(Region pointing data)
▬▬▬
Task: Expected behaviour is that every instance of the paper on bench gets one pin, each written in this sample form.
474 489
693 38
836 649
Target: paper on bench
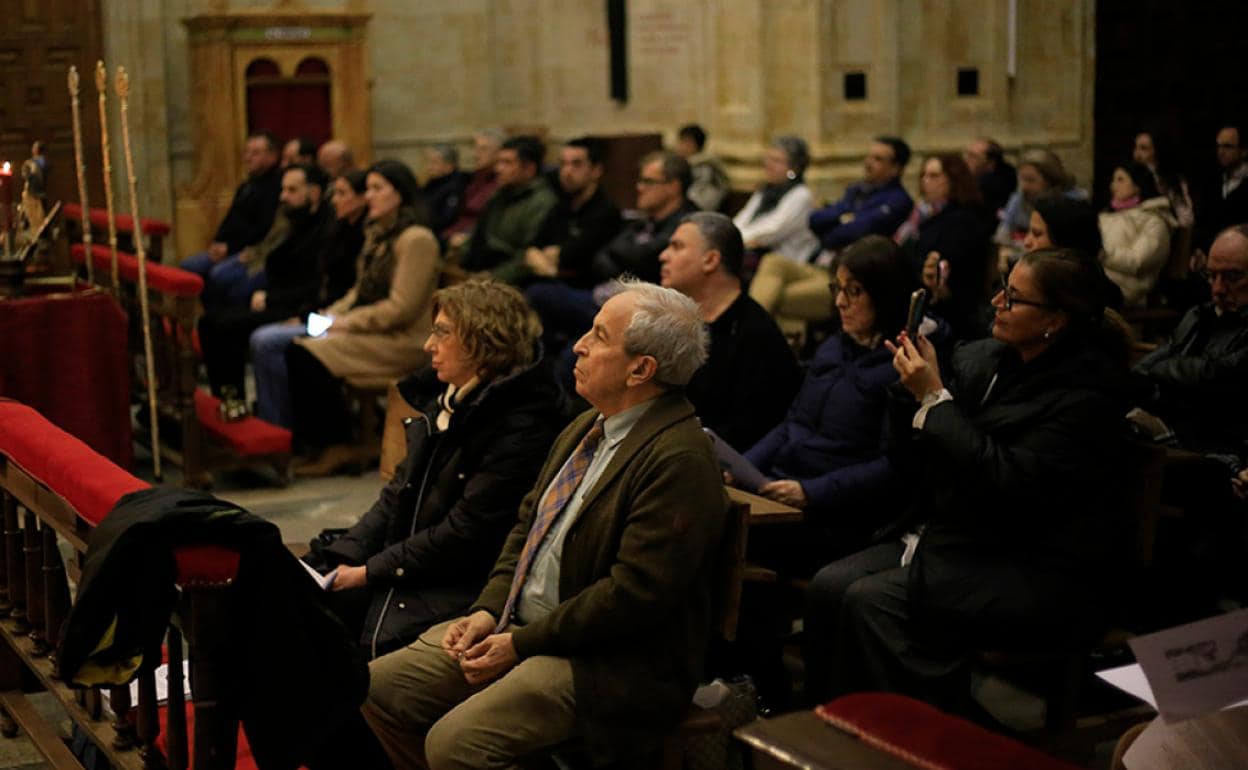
▬▬▬
_PROBLEM DESCRIPTION_
Search the entries above for the string "bench", and report each line where it occurs.

_YOUR RESPONSE_
Task: Expected behaviour is that every instance of the paper on bench gets one pin, each written in this sample form.
Target: paper on bench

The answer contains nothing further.